### Consignes
1: Relevez dans les enregistrements chaque ligne où figure le mot « feather », puis recopiez-les toutes.
2: Poursuivez le commentaire sur le tableau du jeune Bonaparte à partir de sa dernière phrase.
___ Texte à lire
Qu’en conclure ? De même que l’index impérieux du jeune Bonaparte, en se fichant sur la nappe, opère la fusion fraternelle entre les convives, de même le tasseau, qui préfigure  le futur corps de l’Empereur sur le champ de bataille, voit converger vers lui l’étagère des cuivres et l’étagère des étains :

ces deux métaux dont, justement, on fait le bronze des canons.

La troisième étagère

La troisième étagère, portant des assiettes de terre menacées par l’ombre d’un clou et bénies par un rameau de buis, pourrait quant à elle représenter celles qui ne prennent pas part à la bataille, mais qui en paient les pots cassés : les femmes, ici incarnées dans la figure maternelle de l’hôtesse essuyant avec précaution ses porcelaines.

Une référence évidente

Il existe un autre tableau où une femme, à l’écart, veille à l’entretien du foyer tandis que deux hommes, l’un de profil et l’autre de face, éclairés par une flamme invisible, reconnaissent l’apparition du Sacré (voir De l’agneau pour souper>

Les pèlerins d’Emmaüs

Rembrandt, vers 1628

Musée Jacquemart-André, Paris

Ce parti-pris de sacralisation de Bonaparte peut expliquer la longue gestation de l’oeuvre entre 1869, fin d’un second empire en déliquescence, et  1894, où la IIIème République consolidée  pouvait apprécier pleinement cette assomption de la cohésion nationale.
______
___ Enregistrements fournis
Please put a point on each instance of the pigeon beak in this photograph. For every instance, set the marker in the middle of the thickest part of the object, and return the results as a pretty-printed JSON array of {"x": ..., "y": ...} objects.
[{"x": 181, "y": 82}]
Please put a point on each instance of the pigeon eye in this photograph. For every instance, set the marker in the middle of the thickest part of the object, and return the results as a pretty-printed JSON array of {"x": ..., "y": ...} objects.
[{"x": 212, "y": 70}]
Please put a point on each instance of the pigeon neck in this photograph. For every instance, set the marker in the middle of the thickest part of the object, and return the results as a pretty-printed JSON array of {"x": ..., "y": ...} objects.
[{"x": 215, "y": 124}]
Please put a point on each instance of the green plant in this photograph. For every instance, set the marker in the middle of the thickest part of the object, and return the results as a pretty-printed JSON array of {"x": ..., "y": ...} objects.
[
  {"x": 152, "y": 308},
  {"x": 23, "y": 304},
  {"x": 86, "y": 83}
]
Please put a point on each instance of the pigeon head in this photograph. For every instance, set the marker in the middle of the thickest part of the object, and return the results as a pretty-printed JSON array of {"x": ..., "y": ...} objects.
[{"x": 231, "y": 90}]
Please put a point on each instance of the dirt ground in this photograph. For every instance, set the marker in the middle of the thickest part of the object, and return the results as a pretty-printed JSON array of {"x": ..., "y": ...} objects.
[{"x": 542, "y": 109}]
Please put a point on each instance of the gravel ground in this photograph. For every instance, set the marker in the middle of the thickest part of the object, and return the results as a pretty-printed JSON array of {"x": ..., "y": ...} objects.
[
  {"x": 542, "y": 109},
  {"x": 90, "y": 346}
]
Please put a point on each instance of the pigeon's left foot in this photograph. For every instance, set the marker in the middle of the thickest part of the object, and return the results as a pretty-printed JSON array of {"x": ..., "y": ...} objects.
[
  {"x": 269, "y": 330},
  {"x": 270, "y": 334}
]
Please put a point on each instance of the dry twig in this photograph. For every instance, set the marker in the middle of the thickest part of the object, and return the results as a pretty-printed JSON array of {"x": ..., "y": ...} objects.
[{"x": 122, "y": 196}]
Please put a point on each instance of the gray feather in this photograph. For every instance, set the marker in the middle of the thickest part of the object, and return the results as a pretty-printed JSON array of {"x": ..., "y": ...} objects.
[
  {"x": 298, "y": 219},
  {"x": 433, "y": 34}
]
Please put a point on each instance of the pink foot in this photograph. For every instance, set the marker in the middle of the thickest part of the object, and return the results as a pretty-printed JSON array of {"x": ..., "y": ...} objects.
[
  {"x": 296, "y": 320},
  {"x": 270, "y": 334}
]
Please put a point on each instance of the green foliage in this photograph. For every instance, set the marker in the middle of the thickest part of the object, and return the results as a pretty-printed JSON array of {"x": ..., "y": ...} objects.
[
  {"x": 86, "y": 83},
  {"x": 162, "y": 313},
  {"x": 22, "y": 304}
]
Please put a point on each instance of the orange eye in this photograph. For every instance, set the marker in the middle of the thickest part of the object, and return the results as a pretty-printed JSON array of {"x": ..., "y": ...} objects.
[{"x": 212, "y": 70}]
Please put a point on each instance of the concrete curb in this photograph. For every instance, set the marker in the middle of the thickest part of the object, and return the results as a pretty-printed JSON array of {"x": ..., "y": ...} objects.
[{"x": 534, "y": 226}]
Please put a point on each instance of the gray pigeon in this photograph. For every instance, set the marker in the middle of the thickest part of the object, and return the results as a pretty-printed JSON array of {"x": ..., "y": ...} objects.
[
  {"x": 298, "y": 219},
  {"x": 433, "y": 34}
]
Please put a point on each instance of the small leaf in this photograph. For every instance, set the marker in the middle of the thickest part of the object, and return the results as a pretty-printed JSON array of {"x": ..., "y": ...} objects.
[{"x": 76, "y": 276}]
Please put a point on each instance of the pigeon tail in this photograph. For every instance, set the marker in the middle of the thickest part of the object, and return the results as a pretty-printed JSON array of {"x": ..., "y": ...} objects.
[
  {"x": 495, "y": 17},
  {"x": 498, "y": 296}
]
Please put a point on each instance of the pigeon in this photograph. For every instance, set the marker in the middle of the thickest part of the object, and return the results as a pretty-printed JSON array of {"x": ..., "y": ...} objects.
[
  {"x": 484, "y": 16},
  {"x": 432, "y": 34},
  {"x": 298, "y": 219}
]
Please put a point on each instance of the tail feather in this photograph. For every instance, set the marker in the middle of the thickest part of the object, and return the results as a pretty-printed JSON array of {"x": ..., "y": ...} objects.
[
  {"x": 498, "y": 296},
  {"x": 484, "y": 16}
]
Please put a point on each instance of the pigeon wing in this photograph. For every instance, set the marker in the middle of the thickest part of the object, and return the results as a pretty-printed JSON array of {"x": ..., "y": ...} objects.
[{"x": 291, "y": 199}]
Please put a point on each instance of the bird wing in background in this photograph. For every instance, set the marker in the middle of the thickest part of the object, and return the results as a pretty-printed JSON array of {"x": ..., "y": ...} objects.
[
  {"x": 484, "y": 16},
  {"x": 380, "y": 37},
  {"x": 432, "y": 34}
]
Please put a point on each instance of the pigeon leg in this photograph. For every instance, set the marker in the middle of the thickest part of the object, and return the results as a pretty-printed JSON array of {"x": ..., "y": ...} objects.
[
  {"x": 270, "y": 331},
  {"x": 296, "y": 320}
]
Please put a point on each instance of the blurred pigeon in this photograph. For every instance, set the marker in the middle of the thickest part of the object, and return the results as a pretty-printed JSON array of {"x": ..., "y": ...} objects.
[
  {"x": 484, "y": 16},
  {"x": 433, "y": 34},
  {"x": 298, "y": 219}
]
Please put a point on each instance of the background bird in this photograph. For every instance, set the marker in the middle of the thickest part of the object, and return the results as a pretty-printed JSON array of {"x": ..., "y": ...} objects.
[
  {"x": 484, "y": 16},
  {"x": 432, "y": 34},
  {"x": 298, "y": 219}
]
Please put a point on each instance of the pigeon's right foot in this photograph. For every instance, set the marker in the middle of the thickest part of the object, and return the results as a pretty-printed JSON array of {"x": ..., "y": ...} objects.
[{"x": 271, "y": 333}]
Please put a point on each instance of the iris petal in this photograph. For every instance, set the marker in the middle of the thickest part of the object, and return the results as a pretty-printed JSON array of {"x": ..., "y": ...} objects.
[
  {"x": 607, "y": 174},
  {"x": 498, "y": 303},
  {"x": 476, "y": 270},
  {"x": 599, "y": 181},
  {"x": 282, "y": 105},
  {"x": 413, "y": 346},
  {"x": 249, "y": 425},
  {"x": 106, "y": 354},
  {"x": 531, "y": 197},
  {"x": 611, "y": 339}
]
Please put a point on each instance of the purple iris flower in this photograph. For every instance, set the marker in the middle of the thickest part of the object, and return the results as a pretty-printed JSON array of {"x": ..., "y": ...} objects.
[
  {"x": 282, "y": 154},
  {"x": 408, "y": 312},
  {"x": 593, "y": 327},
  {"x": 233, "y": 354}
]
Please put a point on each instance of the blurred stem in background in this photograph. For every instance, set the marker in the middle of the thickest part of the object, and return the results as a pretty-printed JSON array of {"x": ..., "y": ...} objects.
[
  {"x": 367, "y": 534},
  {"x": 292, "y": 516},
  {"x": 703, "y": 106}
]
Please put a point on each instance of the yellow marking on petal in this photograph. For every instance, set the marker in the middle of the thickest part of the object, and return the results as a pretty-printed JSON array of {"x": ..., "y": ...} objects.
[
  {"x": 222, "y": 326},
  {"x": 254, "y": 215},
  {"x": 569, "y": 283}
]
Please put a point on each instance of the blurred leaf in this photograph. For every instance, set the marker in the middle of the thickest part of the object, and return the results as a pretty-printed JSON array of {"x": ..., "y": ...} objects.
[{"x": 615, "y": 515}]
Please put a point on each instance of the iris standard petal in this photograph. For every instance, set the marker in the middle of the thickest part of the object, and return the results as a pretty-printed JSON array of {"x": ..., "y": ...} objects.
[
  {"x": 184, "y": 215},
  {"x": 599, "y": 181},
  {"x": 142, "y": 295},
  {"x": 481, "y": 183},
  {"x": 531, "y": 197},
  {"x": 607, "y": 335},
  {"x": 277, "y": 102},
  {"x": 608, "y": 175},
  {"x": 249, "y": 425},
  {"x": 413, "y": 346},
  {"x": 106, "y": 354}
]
______
### Réponses
1:
Please put a point on each instance of the gray feather in this photograph. For every instance, set the marker in the middle of the thickest part of the object, and return the results as a pretty-printed JSON array of {"x": ..., "y": ...} objects.
Please put a point on each instance of the tail feather in this photograph. For every instance, set the marker in the middle of the thickest part of the object, and return the results as a pretty-printed JSON array of {"x": ..., "y": ...} objects.

2:
Autre oeuvre à gestation longue (près de quarante ans !), cette nouvelle illustration de texte vient éclairer Le souper de Beaucaire d’une lueur inattendue.

Mademoiselle de Maupin

Lecomte du Nouÿ , 1866 à 1902 , Collection privée

Exposé avec la mention :

« J’ai quitté pour vous mes habits d’homme, je les reprendrai demain matin pour tous.

Songez que je ne suis Rosalinde que la nuit ».

La référence littéraire

Le tableau illustre la scène de la révélation, dans le roman très ambigu de Théophile Gautier, Mademoiselle de Maupin, qui conte les aventures d’une jeune fille travestie en homme.

Lors d’une représentation de « Comme il vous plaira »,  le jeune Théodore s’est costumé en  Rosalinde. Cette représentation éveille les soupçons et le désir du chevalier d’Albert, qui lui a écrit une « épître amoureuse ».

Sans réponse depuis quinze jours ,  il se morfond, songe au suicide, puis  « …finit par s’arrêter à quelque chose de beaucoup plus affreux… à écrire une seconde lettre. Ô sextuple butor ! Il en était là de sa méditation, lorsqu’il sentit se poser sur son épaule – une main – pareille à une petite colombe qui descend sur un palmier … C’était bien Rosalinde, si belle et si radieuse qu’elle éclairait toute la chambre, – avec ses cordons de perles dans les cheveux, sa robe prismatique, ses grands jabots de dentelle, ses souliers à talons rouges, son bel éventail de plumes de paon, telle enfin qu’elle était le jour de la représentation. Seulement, différence importante et décisive, elle n’avait ni gorgerette, ni guimpe, ni fraise, ni quoi que ce soit qui dérobât aux yeux ces deux charmants frères ennemis, – qui, hélas ! ne tendent trop souvent qu’à se réconcilier.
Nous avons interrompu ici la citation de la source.